▶ [What you should do] Lines before the one containing "Q: Returning coordinates formatted like [129,130], pin" are left out; copy that line and every later line through the end of the data exactly.

Records from a dataset
----
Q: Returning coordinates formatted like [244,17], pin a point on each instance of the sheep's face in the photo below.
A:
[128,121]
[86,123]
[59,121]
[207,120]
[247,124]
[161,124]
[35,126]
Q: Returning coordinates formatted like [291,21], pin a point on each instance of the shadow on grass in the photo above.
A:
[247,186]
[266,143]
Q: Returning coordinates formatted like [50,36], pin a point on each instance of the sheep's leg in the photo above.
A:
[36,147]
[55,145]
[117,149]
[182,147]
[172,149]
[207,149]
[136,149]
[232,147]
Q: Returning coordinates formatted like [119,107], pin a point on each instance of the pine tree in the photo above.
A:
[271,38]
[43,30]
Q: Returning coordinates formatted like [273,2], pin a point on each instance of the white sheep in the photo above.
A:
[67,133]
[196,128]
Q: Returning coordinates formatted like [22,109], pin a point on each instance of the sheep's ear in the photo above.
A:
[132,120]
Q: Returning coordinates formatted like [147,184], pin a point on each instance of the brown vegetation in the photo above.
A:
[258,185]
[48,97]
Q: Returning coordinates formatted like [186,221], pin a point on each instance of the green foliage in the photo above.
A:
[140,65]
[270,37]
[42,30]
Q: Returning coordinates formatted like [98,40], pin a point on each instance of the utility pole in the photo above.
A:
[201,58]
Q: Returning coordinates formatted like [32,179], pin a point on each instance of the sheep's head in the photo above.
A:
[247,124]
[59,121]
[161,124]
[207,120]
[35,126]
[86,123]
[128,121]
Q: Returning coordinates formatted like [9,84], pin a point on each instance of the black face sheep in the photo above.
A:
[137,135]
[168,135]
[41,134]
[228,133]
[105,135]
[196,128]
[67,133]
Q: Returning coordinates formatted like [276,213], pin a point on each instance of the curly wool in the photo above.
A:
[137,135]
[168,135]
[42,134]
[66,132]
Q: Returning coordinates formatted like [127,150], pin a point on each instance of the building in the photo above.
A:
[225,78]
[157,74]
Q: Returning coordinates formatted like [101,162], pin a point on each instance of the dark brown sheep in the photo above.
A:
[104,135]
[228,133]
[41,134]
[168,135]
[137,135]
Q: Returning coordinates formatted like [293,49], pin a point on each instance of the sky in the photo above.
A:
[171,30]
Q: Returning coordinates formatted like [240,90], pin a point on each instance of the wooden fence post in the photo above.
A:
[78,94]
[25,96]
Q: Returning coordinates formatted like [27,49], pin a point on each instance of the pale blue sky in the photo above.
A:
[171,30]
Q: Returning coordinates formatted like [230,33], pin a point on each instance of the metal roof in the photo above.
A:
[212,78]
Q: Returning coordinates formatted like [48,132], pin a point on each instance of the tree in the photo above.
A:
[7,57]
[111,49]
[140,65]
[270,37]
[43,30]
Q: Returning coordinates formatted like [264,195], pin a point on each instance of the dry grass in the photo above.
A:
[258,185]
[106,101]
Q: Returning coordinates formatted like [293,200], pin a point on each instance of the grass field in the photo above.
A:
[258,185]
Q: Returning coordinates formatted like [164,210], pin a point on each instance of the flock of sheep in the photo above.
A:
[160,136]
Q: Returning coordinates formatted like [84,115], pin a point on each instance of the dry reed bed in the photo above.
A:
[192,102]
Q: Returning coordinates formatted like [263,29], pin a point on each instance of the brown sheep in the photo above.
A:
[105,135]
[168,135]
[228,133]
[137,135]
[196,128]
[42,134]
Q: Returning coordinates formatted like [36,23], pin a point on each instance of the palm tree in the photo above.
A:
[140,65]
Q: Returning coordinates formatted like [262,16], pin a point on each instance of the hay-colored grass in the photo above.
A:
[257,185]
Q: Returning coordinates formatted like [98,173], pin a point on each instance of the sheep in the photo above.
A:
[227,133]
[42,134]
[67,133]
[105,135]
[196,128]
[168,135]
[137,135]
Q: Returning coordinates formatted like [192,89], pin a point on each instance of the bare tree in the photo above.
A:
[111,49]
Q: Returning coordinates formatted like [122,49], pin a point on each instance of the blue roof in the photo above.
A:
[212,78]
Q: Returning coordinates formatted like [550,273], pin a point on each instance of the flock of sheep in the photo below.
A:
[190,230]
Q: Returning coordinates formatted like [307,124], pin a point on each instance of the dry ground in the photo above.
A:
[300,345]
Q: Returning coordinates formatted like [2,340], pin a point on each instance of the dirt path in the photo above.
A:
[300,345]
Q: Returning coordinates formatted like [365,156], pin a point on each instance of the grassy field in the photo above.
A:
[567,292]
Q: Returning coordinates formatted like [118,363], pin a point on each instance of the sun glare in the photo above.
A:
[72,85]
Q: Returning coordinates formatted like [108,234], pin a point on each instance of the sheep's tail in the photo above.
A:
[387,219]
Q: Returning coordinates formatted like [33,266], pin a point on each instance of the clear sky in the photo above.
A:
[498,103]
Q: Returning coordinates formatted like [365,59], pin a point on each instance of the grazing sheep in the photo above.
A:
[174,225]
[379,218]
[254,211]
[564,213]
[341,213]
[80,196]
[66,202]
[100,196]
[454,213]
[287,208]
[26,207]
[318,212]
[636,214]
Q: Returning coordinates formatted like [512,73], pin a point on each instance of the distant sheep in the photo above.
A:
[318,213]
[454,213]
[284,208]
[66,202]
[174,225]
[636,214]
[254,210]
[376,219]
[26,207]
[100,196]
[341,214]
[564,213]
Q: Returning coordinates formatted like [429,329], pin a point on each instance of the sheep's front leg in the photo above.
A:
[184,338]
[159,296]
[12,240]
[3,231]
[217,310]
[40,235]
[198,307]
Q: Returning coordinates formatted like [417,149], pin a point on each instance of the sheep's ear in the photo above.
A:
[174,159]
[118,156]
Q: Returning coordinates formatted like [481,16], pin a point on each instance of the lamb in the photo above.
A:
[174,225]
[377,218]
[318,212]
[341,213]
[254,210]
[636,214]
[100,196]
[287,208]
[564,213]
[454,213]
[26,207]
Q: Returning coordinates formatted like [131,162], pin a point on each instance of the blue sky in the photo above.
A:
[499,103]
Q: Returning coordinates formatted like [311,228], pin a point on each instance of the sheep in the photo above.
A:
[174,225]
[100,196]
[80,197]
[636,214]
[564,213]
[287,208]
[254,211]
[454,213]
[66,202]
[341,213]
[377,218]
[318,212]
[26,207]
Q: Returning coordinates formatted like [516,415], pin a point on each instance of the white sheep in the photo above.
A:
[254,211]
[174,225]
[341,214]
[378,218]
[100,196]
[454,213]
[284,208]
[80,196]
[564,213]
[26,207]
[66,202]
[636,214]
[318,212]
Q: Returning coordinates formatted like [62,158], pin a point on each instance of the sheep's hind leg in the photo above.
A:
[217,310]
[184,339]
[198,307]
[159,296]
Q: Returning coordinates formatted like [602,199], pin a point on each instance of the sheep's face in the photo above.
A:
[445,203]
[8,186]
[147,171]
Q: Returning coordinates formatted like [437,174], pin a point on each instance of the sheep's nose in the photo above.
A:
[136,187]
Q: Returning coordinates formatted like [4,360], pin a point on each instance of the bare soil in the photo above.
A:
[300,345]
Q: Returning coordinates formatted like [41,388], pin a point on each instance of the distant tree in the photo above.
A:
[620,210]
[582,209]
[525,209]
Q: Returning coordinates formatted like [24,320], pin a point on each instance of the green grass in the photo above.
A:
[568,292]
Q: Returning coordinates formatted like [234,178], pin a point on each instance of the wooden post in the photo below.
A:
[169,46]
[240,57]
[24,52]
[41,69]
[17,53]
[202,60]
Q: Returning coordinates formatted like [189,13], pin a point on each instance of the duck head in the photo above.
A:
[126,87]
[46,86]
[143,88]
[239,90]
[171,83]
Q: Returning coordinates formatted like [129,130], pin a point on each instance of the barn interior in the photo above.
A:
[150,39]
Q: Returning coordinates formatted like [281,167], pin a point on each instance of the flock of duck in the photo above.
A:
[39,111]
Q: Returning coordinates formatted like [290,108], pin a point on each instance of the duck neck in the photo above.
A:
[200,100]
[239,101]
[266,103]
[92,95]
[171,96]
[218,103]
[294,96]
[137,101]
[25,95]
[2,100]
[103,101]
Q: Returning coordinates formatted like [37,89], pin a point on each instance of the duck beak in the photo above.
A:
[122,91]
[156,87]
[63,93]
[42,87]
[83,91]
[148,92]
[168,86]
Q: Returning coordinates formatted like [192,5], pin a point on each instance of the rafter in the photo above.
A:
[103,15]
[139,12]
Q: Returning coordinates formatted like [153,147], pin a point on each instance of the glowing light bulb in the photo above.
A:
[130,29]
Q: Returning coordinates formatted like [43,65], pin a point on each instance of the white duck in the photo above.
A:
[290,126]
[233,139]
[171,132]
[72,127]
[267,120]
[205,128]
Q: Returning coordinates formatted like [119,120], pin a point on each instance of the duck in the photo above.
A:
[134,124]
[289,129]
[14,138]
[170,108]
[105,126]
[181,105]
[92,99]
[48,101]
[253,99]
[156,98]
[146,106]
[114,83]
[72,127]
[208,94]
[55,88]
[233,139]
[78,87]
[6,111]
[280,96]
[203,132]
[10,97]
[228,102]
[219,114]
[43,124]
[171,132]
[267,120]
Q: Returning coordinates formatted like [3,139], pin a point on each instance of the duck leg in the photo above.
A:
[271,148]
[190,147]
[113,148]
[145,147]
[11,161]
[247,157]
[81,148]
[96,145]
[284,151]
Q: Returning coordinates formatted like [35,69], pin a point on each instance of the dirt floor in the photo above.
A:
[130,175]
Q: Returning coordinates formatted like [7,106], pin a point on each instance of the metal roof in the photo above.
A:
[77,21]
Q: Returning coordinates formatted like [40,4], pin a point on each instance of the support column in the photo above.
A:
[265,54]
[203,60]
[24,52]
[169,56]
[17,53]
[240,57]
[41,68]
----
▶ [Solution]
Q: Returning coordinates formatted like [129,130], pin a point on each instance of the barn interior in the photo above.
A:
[150,39]
Q: Returning coordinates formatted like [281,167], pin a point on each instance of the flock of duck in the photo above.
A:
[39,111]
Q: Returning coordinates formatted like [290,108], pin a point on each instance of the duck neck in the photo above.
A:
[200,100]
[239,101]
[266,103]
[92,95]
[171,96]
[218,103]
[294,96]
[137,101]
[25,95]
[2,100]
[103,101]
Q: Returning coordinates formatted like [37,89], pin a point on each instance of the duck beak in the photo above.
A:
[122,91]
[156,87]
[63,93]
[42,87]
[83,91]
[148,92]
[168,86]
Q: Returning coordinates formatted like [192,5], pin a point on each instance of the rafter in the photo above.
A:
[103,15]
[139,12]
Q: Returning coordinates formatted like [153,147], pin a point on each instance of the glowing light bulb in the photo above.
A:
[130,29]
Q: Returning coordinates formatted like [43,65], pin a point on each instance of the white duck in the photo above.
A:
[290,126]
[233,139]
[171,132]
[72,127]
[267,120]
[205,128]
Q: Returning coordinates formatted like [119,120], pin a point on each instance of the duck in the photo above.
A:
[134,124]
[289,129]
[14,138]
[170,108]
[105,126]
[181,105]
[92,99]
[48,101]
[253,99]
[156,98]
[146,106]
[114,83]
[72,127]
[208,94]
[55,88]
[233,139]
[78,87]
[6,111]
[280,96]
[203,132]
[10,97]
[228,102]
[219,114]
[43,124]
[171,132]
[267,120]
Q: Returning coordinates formatted like [3,139], pin a point on each instance of the duck leg in the photo above.
A:
[271,148]
[190,147]
[113,148]
[145,147]
[11,161]
[247,157]
[81,148]
[96,145]
[284,151]
Q: Returning coordinates formatted like [35,69], pin a point on each instance of the dirt floor in the photo above.
A:
[130,175]
Q: Returning coordinates formatted like [7,106], pin a point on each instance of the metal roof in the photo above.
A:
[77,21]
Q: Returning coordinates formatted like [40,4], pin a point on each instance of the support column in the photo above.
A:
[265,54]
[203,60]
[24,52]
[169,56]
[17,53]
[240,57]
[41,68]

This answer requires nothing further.